Answer these questions from the article on the DS18B20 temperature sensor:
1. At about what time does the readBit function measure the line state?
2. Which command byte starts a temperature conversion?
3. Depending on the resolution selected, how long can a temperature measurement take?

---------- DOCUMENT TEXT ----------

Exploring Edison - The DS18B20 1-Wire Temperature Sensor
Written by Harry Fairhead   
Monday, 07 March 2016
Article Index
Exploring Edison - The DS18B20 1-Wire Temperature Sensor
Initialization and Writing Bits
Initiating a Temperature Conversion
Program Listing

Reading Bits

We already know how the master sends a one and a zero the protocol for the device is exactly the same except that the master still provides the slots starting pulse. 

That is the master starts a 60 microsecond slot by pulling the bus down for a bit more than 1 microsecond. Then the device either holds the line down for a further 15 microseconds minimum or it simply allows the line to float high. See below for the exact timings:

readtiming

So all we have to do to read bits is to pull the line down for just a bit more than 1 microsecond and then sample the bus at the end of a 15 microsecond pause. 

int readBit(){
 int i;
 mraa_gpio_write(pinOut, 0);
 for(i=1;i<60;i++){};
 mraa_gpio_write(pinOut, 1);

 for(i=1;i<800;i++){};
 int b= mraa_gpio_read(pinIn);
 for(i=1;i<3500;i++){};
 return b;
}

The readBit function pulls the line low for about 1.5 microsecond and measures the line state at around 12.5 microseconds. The total slot time is around 630 microseconds.  Again it is better to use busy waits as the time periods are short and need to be repeatable. 

A logic analyzer shows the typical pattern of bits from the device:

 

data

The narrow initial low pulse corresponding to a one slot is 1.5 microseconds and the longer low pulses corresponding to a zero slot is 28 microseconds with the slot lasting 690 microseconds. 

After using the program for a lot of measurements it turns out the a loop time of 450 iterations reduces the error rate considerably. It seems earlier is better. 

Initiating A Temperature Conversion

Our next task is to send a Convert command 0x44.

This starts the DS18B20 making a temperature measurement. Depending on the resolution selected this can take as long as 750ms. How the device tells the master that the measurement has completed depends on the mode it is operating in but using an external power line, i.e. not using parasitic mode, the device sends a zero bit in response to a bit read until it is completed when it sends a 1. 

As we already have a readBit function this is easy.

The software polls for the completion by reading the bus until it gets a 1 bit:

int convert(){
 int i;
 writeByte(0x44);
 for(i=1;i<1000;i++){
  usleep(10000);
  if(readBit()==1)break;
 };
 return (i==1000);
}

You can of course test the return value to check that the result has been obtained.

---------- DATASET EXTRACT ----------

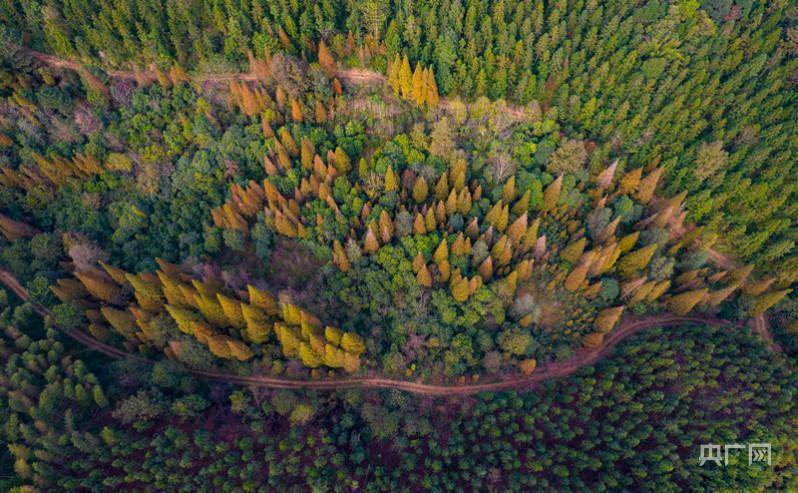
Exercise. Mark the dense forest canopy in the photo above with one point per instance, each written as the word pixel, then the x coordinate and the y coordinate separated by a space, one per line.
pixel 235 203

----------

### FULL ANSWER
1. At around 12.5 microseconds.
2. 0x44.
3. As long as 750ms.